== EXTRAIT DU TEXTE ==
▽

Anna Hints est une réalisatrice estonienne également active dans le domaine de l’art contemporain et de la musique folklorique expérimentale. Elle partage son temps entre la culture très particulière du sud de l’Estonie et l’Inde. Son premier long métrage documentaire Savvusanna sõsarad (2023, distribué en France en 2024 sous le titre Smoke Sauna Sisterhood) a été sélectionné dans une cinquantaine de festivals dans le monde entier et a bénéficié d’une sortie en salle dans plus de vingt-cinq pays. Il est consacré à la tradition estonienne du sauna à fumée et aux récits que les femmes s’y racontent. (Voir la critique du film publiée sur notre site). Nous reproduisons ici un entretien approfondi avec la réalisatrice au sujet de ce film.

 

Que représente pour vous le sauna à fumée?

△

== CONSIGNE A ==
Rassemblez toutes les lignes des entrées qui contiennent le mot "window". La casse compte.

== ENTRÉES ==
▽

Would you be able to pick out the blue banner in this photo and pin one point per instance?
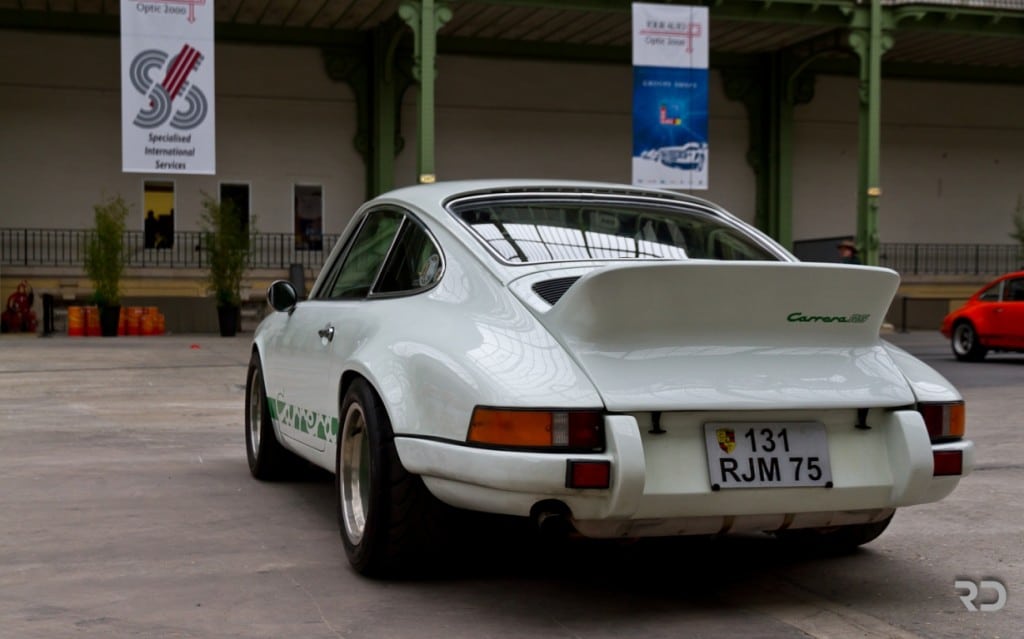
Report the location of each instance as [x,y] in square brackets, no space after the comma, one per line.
[670,96]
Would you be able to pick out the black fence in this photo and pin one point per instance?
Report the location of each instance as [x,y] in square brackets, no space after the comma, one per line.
[951,259]
[46,247]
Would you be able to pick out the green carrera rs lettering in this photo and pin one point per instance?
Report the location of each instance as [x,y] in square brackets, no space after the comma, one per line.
[854,318]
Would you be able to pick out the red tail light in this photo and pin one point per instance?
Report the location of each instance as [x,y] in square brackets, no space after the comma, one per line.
[945,421]
[577,430]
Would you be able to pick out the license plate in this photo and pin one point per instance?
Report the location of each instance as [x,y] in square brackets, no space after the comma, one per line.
[767,455]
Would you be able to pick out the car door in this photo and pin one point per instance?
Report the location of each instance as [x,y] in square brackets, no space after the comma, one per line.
[1008,314]
[307,403]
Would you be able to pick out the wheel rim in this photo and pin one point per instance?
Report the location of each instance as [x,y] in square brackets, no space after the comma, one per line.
[255,412]
[354,480]
[963,339]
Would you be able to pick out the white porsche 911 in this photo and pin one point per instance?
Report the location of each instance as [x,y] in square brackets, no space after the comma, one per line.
[627,361]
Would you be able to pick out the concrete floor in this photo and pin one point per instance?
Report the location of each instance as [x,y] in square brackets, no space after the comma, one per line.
[127,510]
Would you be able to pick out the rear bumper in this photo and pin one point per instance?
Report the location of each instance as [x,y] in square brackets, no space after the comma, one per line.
[659,483]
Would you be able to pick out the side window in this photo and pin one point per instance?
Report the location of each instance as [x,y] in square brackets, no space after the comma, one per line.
[991,294]
[1015,291]
[415,262]
[366,254]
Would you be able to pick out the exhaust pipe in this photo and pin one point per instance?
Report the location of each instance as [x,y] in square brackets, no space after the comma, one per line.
[552,519]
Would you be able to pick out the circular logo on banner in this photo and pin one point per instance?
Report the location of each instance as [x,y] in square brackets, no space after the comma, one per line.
[173,99]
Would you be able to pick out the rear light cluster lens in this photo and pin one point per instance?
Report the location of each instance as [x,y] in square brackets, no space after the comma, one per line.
[576,430]
[944,421]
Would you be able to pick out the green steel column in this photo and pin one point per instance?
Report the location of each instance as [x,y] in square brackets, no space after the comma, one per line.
[869,43]
[384,109]
[425,17]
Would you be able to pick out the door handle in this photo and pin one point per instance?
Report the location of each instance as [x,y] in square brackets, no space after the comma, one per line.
[327,333]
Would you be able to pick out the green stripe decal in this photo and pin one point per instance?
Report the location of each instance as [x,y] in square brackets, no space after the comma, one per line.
[290,417]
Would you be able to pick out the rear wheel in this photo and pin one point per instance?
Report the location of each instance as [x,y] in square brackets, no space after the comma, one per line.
[836,540]
[267,459]
[966,344]
[389,522]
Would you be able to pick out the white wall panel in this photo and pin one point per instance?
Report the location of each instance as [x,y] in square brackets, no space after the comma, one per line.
[280,120]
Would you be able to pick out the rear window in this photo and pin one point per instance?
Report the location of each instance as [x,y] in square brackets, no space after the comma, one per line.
[541,230]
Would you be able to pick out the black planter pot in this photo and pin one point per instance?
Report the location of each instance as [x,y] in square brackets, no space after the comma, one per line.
[110,318]
[227,320]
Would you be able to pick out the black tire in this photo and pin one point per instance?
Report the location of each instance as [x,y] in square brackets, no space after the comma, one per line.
[966,343]
[267,459]
[835,540]
[390,523]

△

== CONSIGNE B ==
Répondez brièvement à ces questions sur l'extrait consacré à Anna Hints :
(i) Entre quels lieux la réalisatrice partage-t-elle son temps ?
(ii) Sous quel titre Savvusanna sõsarad a-t-il été distribué en France ?
(iii) Dans combien de pays le film est-il sorti en salle ?

== RÉPONSE A ==
Would you be able to pick out the side window in this photo and pin one point per instance?
Would you be able to pick out the rear window in this photo and pin one point per instance?

== RÉPONSE B ==
(i) Entre le sud de l'Estonie et l'Inde.
(ii) Smoke Sauna Sisterhood.
(iii) Dans plus de vingt-cinq pays.